Given task: Write out, word for word, only the lines from the one containing "Find the manhole" through the one containing "[[[79,131],[72,125],[50,121],[30,128],[14,150],[84,150]]]", including both of those lines.

[Data records]

------------------------------

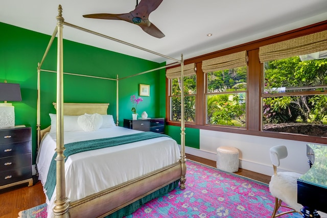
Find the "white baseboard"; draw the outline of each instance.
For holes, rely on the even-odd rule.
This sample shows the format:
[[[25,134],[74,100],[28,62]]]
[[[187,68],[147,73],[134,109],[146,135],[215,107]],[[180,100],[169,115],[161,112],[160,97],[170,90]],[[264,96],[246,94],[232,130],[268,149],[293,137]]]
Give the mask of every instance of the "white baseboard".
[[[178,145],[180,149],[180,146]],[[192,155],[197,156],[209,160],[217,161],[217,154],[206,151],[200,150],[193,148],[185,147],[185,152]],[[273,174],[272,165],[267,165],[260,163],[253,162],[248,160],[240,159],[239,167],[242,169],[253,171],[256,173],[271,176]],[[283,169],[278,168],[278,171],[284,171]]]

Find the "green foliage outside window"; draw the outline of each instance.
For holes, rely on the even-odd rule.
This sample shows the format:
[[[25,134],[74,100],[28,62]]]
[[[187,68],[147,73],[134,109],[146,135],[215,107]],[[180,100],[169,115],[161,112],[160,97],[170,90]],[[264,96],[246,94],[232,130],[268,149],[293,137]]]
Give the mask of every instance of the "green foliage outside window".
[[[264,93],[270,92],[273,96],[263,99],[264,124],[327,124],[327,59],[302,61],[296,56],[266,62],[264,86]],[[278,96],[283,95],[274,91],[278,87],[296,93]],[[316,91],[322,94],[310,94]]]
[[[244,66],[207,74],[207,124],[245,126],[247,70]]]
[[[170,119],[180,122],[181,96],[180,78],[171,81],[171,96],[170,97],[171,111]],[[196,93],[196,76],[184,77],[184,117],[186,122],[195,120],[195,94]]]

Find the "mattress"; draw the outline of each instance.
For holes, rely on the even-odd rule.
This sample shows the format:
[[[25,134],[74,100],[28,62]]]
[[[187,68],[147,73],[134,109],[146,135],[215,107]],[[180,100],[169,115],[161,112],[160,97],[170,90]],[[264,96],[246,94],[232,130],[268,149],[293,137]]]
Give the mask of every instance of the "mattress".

------------------------------

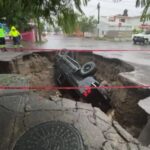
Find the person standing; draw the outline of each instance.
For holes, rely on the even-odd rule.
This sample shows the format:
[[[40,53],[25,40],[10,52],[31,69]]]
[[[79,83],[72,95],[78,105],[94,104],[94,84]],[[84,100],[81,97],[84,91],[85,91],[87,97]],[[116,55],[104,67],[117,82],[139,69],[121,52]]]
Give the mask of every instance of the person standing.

------------------------------

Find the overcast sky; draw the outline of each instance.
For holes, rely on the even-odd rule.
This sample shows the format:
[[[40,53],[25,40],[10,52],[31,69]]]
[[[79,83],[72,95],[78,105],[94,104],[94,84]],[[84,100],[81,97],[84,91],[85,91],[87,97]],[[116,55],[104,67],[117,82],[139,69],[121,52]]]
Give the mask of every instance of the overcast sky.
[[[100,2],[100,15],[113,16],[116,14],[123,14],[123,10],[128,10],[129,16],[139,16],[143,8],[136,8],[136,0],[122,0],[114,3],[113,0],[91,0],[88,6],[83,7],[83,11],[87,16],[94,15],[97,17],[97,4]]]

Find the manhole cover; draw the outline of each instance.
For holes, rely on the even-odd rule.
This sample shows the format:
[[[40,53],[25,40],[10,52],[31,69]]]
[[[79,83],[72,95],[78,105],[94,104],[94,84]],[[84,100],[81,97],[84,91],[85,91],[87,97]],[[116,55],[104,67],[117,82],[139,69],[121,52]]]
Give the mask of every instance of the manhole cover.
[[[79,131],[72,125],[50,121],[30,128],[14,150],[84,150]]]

------------------------------

Response for this exercise:
Find the manhole cover; draw the outline of each instance.
For holes, rely on the even-odd rule.
This sample shows the format:
[[[40,53],[25,40],[10,52],[31,69]]]
[[[79,83],[72,95],[78,105],[94,104],[94,84]],[[84,100],[81,97],[84,91],[85,91],[87,97]],[[116,55],[104,67],[117,82],[139,69],[121,52]]]
Give the mask of every instance of the manhole cover.
[[[79,131],[72,125],[50,121],[30,128],[14,150],[84,150]]]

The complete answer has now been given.